--- Begin SUPPLIED TEXT ---

Ltac2 precedence of field access is not consistent with Gallina

[JasonGross]

Description of the problem

In Gallina, foo bar.(baz) means foo (bar.(baz)). In Ltac2, it seems to mean (foo bar).(baz).

Coq Version

8.15

[JasonGross]

Test case:

Require Import Ltac2.Ltac2.
Set Implicit Arguments.
Record ref a := { contents : a }.
Ltac2 Type 'a ref := { mutable contents : 'a }.
Check fun (f : nat -> nat) (x : ref nat) => f (x.(contents)).
Ltac2 Eval fun (f : int -> int) (x : int ref) => f (x.(contents)).
Fail Check fun (f : nat -> nat) (x : ref nat) => (f x).(contents).
Fail Ltac2 Eval fun (f : int -> int) (x : int ref) => (f x).(contents).
Check fun (f : nat -> nat) (x : ref nat) => f x.(contents).
Ltac2 Eval fun (f : int -> int) (x : int ref) => f x.(contents).
(* fails with Error: This expression has type int ref but an expression was expected of type int *)

[SkySkimmer]

I don't understand the parser level stuff, @ppedrot can you handle this?

[samuelgruetter]

It seems that function application and projection both are at level 1:

ltac2_expr1 ::= ltac2_expr0 ltac2_expr0^+
            |   ltac2_expr0 .( qualid )
            |   ltac2_expr0 .( qualid ) := ltac2_expr5
            |   ltac2_expr0

This seems undesirable: The level of projection should be a strictly smaller number than the level of application. But Ltac2 uses only a small number of densely populated levels, unlike Gallina, so there are no unused levels around level 1. But at least, level 4 is unused. So one fix might be: level 3 becomes level 4, level 2 becomes level 3, and then, level 2 can be used for application, and level 1 can be used for projection.

But it seems that there's another problem: Currently, at level 1, there's projection as well as updating a projection. And I guess (??) this is intended because otherwise the grammar factorization magic can't automatically implement the lookahead that's needed to disambiguate between projection and updating a projection.

So we might have the following set of unsatisfiable constraints:

• level of projection < level of application (to fix the current issue)
• level of application <= level of updating a projection (otherwise f x.(field) := val, which should be rejected, is parsed as f (x.(field) := val))
• level of updating a projection = level of projection (otherwise, can't disambiguate between projection and updating a projection)

Is the situation that bad? I'd hope my analysis is wrong and @ppedrot or someone else knows how to fix this...

--- End SUPPLIED TEXT ---
--- Begin INFORMATION PROVIDED ---

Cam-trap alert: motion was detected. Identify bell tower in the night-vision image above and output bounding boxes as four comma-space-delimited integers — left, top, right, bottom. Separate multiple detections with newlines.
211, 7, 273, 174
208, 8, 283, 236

--- End INFORMATION PROVIDED ---

§ PROBLEMS AND TASKS
(a) According to the Ltac2 precedence thread, why should the level of updating a projection equal the level of projection?
(b) Decide whether each statement agrees with the Ltac2 precedence thread. Answer yes or no, and quote the words of the thread that settle it.
(i) The problem was reported for Coq version 8.15.
(ii) Level 4 is already taken in Ltac2.
(iii) Function application and projection sit at the same level.
(c) From the Ltac2 precedence thread, copy word for word the part that opens with the words containing "Set Implicit Arguments." and closes with "nat) => f (x.(contents)).".

§ SOLVED TASKS
(a) If the two levels differed, the grammar could not disambiguate between a projection and the updating of a projection. Keeping both at the same level lets the grammar factorization automatically provide the lookahead needed to tell them apart.

(b)
(i) Yes: "8.15"
(ii) No: "But at least, level 4 is unused."
(iii) Yes: "It seems that function application and projection both are at level 1"

(c)
Set Implicit Arguments.
Record ref a := { contents : a }.
Ltac2 Type 'a ref := { mutable contents : 'a }.
Check fun (f : nat -> nat) (x : ref nat) => f (x.(contents)).